Provided passage Start Marker

Insurance Claims

Use Case: Multi-party Insurance Claims in Real Time with Tellus 

Tellus allows us to create a large number of processes attached to reality. We can evaluate almost any business idea. 

Here we show how to create an insurance claim using Tellus. In the insurance industry, a lot of parties have to exchange data on daily basis. Depending on the geography, some still use paper-based methods.

Either way, a single source of truth is valuable for these kinds of scenarios. Avoiding doing one on one integrations, or post mortem audits can increase the speed and quality of health services.

Transaction Design

Let’s start creating a macro transaction which involves all the value chain participants: 

  1. The doctor makes an insurance claim.
  2. The insurer approves or rejects it in real time.
  3. The auditor can access the data without having to do post-mortem analysis and rely on each independent database of each hospital and insurer.

Tellus is based on transaction designs and flexible data structures that can be associated with assets.

How our transaction looks like:

In the example above, the Transaction Template designs the high-level transaction and allows it to be executed and advanced through the physical interactions recorded by network participants.

Each stage has different forms required to advance, for example: 

  1. The doctor (or his secretary) must record certain details of the medical procedure.
  2. Then he sends the claim details to the insurer.
  3. In real time that data will be shared with those involved in that transaction (the insurer and the auditor).

In this exercise, we have created several forms templates that must be attached by the participants of the transaction at different moments ensuring the information formats, details required in the blockchain, and the clear rules for each participant.

Provided passage End Marker
Given entries Start Marker

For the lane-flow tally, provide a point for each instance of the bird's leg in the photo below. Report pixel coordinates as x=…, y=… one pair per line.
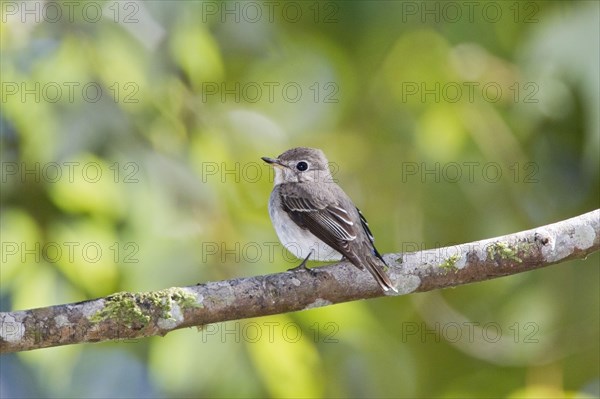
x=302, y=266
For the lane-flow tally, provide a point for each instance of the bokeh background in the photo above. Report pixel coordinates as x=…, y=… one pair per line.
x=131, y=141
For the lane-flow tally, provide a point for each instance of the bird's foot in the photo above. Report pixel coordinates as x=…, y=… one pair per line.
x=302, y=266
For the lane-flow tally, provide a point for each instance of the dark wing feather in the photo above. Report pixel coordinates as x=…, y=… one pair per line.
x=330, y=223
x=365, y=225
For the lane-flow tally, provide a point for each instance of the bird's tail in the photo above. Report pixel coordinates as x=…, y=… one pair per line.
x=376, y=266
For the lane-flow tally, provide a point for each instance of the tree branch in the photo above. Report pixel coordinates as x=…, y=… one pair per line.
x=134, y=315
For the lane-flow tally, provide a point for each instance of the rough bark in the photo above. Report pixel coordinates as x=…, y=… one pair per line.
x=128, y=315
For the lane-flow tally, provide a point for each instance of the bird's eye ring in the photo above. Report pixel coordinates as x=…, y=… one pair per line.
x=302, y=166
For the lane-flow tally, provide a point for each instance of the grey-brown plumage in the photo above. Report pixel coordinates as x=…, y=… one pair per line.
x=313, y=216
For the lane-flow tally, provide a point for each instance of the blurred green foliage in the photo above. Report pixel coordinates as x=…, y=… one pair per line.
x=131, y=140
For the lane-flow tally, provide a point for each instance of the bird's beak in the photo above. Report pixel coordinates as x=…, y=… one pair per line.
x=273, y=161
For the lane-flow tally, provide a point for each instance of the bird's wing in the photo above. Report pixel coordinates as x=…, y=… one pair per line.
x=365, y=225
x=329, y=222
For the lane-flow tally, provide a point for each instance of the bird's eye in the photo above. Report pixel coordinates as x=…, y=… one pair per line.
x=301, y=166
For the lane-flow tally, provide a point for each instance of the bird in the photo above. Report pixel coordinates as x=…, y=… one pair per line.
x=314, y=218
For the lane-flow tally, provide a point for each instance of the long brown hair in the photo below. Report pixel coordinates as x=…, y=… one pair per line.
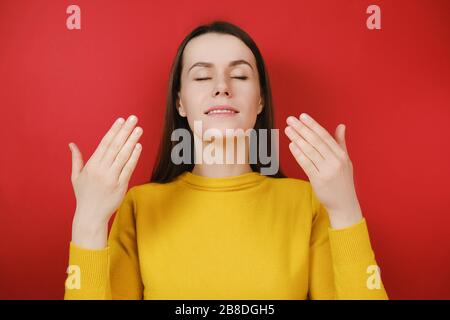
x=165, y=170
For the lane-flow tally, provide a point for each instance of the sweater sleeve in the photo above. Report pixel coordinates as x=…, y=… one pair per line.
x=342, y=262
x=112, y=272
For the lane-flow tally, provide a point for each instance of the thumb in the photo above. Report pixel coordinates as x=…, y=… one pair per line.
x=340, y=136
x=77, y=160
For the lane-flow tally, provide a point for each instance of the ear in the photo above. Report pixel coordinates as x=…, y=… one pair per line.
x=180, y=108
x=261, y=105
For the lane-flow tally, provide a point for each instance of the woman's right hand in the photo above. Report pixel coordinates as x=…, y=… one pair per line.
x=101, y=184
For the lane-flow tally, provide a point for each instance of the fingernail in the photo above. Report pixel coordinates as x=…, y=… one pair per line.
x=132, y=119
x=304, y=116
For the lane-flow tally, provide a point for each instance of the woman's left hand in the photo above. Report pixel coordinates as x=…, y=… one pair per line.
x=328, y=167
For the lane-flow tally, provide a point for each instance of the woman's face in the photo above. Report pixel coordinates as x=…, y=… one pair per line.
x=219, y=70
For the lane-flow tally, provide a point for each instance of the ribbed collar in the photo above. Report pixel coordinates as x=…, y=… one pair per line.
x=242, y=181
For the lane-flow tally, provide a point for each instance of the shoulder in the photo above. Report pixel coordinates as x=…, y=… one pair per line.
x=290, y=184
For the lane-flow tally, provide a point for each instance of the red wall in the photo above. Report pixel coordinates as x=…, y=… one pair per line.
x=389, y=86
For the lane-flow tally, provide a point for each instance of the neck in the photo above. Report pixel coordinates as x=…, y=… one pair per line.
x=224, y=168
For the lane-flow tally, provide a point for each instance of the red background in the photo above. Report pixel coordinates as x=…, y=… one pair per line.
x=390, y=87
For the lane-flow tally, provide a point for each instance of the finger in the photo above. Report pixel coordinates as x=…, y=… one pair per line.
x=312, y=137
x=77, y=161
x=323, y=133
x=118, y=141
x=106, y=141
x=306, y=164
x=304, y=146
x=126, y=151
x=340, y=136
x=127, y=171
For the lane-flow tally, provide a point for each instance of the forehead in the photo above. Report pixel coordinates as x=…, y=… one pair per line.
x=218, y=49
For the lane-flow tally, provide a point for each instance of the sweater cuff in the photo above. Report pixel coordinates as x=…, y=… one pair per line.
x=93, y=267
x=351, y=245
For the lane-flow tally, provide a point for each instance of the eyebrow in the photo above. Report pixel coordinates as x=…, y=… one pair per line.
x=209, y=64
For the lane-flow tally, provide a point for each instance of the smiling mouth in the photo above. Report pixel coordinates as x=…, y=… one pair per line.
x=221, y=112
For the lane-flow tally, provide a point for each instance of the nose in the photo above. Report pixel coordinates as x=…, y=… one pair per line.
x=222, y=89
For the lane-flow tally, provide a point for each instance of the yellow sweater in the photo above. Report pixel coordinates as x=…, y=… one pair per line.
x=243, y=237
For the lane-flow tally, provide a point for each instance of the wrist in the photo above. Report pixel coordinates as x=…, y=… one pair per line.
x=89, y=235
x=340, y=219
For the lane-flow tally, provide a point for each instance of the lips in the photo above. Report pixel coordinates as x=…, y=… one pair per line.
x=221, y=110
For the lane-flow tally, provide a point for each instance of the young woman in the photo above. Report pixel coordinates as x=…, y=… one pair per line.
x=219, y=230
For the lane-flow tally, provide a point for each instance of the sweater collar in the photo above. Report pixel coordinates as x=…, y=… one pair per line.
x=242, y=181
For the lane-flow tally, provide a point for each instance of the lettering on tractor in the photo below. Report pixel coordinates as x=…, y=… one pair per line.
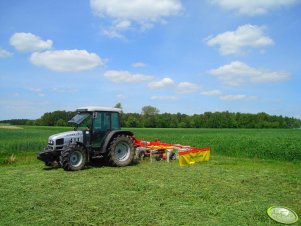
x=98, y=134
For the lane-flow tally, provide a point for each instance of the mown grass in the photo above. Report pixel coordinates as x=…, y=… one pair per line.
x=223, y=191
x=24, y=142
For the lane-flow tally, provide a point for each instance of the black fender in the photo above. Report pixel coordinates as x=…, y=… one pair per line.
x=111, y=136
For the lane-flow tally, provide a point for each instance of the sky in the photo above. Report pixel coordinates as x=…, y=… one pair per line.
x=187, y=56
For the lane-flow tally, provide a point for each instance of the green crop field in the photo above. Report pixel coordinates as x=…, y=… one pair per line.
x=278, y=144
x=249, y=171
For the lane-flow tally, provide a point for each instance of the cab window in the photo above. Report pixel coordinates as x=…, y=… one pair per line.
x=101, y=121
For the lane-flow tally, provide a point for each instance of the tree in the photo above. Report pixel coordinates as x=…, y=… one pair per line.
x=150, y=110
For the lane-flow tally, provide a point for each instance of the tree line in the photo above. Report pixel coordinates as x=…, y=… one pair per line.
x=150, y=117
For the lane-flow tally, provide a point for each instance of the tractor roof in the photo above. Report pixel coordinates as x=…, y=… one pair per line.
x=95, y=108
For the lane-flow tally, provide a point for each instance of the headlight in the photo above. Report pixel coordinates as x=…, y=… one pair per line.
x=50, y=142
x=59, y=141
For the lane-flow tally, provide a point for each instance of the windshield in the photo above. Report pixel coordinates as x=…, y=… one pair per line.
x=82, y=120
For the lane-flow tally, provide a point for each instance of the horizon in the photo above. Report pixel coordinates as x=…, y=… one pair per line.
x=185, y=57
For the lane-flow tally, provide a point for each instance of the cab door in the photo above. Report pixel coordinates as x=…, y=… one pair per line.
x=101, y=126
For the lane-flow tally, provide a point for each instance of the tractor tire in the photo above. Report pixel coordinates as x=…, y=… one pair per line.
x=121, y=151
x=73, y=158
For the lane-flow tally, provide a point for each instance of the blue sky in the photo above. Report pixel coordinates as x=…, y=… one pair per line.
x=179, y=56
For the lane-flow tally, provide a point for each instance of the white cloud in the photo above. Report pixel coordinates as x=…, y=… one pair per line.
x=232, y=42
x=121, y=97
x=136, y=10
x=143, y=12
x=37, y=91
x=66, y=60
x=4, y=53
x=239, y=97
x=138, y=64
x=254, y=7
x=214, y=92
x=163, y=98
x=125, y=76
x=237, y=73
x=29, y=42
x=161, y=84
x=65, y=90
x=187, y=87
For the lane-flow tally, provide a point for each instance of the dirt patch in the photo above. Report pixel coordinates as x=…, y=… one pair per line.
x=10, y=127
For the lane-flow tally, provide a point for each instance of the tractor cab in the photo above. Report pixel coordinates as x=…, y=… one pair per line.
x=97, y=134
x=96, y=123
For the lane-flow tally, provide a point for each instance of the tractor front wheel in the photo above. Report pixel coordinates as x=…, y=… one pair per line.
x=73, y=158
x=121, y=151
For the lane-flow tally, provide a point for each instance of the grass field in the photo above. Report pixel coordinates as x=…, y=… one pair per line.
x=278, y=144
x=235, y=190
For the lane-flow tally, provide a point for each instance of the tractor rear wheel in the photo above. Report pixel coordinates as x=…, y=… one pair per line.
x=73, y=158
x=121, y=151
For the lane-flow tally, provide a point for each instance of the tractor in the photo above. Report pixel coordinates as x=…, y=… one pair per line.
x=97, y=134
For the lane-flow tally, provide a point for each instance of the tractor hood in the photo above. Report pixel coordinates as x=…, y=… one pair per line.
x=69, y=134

Given entries End Marker

• [Required action 1]:
Summarize the Tellus use case in two sentences.
• [Required action 2]:
Repeat everything in the Tellus use case from "Each stage has" down to "for each participant.".
The items have nothing to do with the Tellus use case.

• [Written solution 1]:
The Tellus use case shows how to create a multi-party insurance claim in real time, where a doctor makes the claim, the insurer approves or rejects it in real time, and an auditor can access the data without post-mortem analysis. A Transaction Template designs the high-level transaction, and participants attach form templates at different stages to set the information formats, the details required in the blockchain, and clear rules for each participant.

• [Written solution 2]:
Each stage has different forms required to advance, for example: 

  1. The doctor (or his secretary) must record certain details of the medical procedure.
  2. Then he sends the claim details to the insurer.
  3. In real time that data will be shared with those involved in that transaction (the insurer and the auditor).

In this exercise, we have created several forms templates that must be attached by the participants of the transaction at different moments ensuring the information formats, details required in the blockchain, and the clear rules for each participant.